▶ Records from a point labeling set
---+---

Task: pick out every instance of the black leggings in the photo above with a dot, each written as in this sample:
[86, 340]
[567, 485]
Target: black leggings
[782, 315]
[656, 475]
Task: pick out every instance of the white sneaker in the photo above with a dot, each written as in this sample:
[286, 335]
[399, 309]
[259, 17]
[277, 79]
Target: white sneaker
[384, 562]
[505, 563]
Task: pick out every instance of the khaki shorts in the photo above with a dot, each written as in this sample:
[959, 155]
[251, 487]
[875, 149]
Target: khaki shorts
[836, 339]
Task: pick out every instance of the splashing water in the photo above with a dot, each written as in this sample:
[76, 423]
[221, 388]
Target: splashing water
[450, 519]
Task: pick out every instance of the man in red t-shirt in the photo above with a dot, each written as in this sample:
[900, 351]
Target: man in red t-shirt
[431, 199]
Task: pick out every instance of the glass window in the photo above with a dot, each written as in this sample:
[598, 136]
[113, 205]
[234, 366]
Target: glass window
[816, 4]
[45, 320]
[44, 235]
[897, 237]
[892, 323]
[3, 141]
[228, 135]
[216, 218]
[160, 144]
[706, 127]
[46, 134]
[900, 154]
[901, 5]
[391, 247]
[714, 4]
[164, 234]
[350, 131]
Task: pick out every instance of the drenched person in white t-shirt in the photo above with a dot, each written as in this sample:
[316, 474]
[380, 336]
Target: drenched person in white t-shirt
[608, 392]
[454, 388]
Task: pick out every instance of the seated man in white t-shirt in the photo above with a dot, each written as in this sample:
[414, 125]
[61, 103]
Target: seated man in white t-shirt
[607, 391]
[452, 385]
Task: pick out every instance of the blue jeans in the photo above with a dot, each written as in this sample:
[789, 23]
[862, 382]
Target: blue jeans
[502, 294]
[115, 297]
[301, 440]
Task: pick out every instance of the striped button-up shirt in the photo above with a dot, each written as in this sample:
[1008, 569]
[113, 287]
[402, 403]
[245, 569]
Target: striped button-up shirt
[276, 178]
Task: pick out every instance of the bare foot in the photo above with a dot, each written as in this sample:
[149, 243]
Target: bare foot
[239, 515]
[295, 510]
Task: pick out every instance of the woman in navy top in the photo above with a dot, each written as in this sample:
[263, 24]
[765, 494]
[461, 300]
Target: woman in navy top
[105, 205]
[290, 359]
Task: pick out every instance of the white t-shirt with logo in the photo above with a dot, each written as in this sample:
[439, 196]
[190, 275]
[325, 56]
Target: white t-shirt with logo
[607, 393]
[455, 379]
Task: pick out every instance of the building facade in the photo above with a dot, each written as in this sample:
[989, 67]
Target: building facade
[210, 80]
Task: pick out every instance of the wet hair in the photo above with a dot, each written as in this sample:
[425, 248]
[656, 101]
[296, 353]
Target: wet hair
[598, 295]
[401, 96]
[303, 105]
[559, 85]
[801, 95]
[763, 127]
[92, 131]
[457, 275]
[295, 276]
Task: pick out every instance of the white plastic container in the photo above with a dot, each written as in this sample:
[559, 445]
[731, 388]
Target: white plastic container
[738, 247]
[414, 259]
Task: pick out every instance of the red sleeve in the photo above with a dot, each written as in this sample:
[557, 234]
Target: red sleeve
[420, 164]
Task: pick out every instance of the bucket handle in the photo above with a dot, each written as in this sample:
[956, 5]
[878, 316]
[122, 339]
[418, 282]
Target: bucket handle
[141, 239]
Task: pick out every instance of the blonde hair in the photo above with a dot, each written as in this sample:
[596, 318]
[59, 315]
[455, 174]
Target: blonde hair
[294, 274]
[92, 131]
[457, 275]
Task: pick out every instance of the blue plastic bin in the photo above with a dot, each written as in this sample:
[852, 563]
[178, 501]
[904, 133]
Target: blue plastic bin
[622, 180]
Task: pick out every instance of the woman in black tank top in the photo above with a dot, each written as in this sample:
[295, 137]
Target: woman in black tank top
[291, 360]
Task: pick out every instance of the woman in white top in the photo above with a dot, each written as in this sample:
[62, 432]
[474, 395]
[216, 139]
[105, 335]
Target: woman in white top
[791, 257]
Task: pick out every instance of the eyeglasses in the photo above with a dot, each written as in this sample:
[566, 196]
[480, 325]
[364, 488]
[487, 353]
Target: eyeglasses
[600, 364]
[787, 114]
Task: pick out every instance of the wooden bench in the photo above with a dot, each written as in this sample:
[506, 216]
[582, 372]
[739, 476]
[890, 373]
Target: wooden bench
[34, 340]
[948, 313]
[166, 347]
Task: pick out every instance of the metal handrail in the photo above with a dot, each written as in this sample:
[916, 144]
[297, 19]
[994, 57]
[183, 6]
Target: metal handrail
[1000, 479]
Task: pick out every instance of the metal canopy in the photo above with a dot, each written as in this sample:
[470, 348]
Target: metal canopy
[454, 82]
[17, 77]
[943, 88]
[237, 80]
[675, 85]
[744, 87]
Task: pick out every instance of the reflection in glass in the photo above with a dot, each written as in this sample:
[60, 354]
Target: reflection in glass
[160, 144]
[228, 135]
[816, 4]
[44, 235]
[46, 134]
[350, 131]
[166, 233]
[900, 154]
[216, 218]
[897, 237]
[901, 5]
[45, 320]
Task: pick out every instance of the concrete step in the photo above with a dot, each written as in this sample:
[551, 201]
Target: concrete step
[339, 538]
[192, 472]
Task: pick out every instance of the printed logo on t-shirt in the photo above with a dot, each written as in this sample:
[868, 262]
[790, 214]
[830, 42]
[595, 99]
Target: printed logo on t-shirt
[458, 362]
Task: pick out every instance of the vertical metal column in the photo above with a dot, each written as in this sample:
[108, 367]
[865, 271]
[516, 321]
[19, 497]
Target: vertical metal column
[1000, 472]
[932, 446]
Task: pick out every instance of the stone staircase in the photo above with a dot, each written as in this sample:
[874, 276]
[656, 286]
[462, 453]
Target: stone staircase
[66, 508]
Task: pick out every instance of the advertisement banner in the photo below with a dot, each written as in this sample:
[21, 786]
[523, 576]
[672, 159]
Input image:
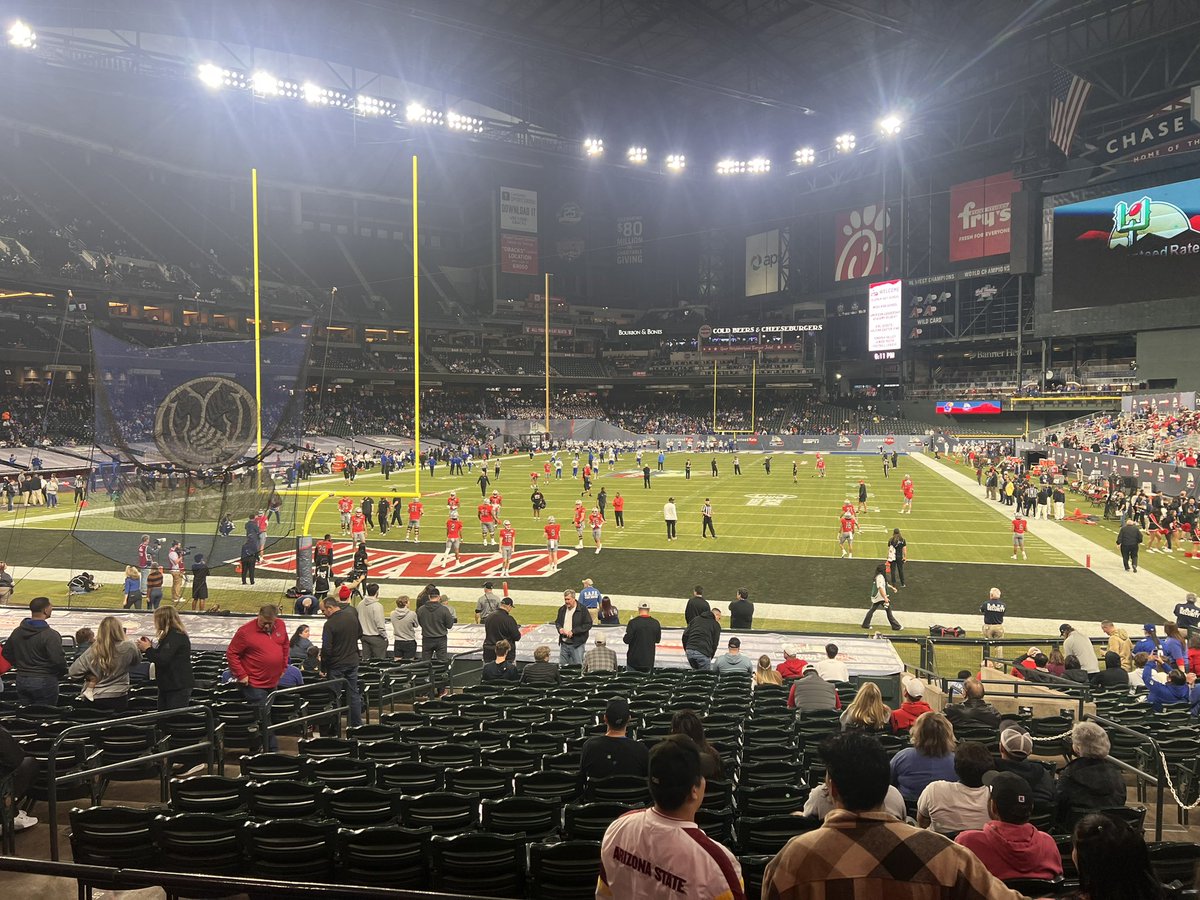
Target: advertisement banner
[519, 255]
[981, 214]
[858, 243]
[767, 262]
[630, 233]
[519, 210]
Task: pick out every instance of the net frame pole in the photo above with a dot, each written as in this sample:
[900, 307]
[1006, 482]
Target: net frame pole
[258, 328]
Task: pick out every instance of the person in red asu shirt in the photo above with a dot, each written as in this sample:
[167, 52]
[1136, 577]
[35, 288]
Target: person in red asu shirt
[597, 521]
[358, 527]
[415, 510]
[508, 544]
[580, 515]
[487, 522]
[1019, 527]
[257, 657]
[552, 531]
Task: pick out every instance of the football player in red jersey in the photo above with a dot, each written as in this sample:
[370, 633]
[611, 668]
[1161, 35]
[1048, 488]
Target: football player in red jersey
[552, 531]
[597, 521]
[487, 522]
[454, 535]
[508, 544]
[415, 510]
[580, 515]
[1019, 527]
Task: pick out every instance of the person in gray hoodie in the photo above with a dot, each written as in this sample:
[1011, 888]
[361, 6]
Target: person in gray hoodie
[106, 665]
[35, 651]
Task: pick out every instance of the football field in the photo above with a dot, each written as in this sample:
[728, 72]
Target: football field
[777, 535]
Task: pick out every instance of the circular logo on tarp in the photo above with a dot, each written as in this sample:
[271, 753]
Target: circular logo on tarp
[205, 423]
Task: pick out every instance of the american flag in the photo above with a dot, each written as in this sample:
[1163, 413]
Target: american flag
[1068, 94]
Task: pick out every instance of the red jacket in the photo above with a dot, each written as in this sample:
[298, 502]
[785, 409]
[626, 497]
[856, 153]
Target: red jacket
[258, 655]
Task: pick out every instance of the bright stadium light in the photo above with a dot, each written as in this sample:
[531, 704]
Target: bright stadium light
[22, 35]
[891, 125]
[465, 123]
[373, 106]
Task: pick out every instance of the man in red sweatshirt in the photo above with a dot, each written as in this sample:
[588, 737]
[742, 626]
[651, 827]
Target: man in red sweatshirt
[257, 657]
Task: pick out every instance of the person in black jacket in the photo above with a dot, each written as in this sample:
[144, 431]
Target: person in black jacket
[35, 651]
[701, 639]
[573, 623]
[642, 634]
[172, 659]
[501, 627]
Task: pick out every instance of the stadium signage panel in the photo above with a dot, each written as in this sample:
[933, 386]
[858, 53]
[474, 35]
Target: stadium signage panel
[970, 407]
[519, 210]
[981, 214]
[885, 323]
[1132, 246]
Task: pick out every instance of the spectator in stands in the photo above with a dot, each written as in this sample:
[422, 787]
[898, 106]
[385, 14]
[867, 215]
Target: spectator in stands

---+---

▶ Problem description
Starting at the line that contains "Task: pick out every instance of the american", retype each line through the end of the listing above and nothing else.

▶ Written answer
Task: pick out every instance of the american flag in the photo above with a dot, each written as in this sample:
[1163, 413]
Target: american flag
[1068, 94]
Task: pick out every instance of the red jacket in the photo above with a dot, each written as in this sample:
[298, 502]
[785, 409]
[626, 497]
[856, 153]
Target: red jacket
[258, 655]
Task: pick out every instance of the bright stadium light in the photo above with a dot, each written as in this sample:
[531, 704]
Target: bright stadium light
[22, 35]
[891, 125]
[465, 123]
[373, 106]
Task: pick out every instance of the man in red sweatshirt in the photo above with a dot, each written as in this sample:
[588, 737]
[742, 626]
[651, 827]
Target: man in red sweatshirt
[257, 657]
Task: pick out every instance of the person in black jacket in the photo above with a dot, each written as in this sample:
[144, 431]
Target: person in black jacket
[35, 651]
[701, 639]
[573, 623]
[642, 634]
[172, 659]
[501, 627]
Task: pick out every instance of the stadium signage panel in the photo above with a dot, each written as in this sample:
[933, 386]
[858, 53]
[474, 35]
Target: stadium signage panel
[970, 407]
[519, 210]
[981, 214]
[885, 323]
[1132, 246]
Task: pick out every instance of the spectator in stands in the photo above with a dot, each written as in this sample:
[422, 787]
[898, 106]
[385, 14]
[867, 215]
Target: spectator in stands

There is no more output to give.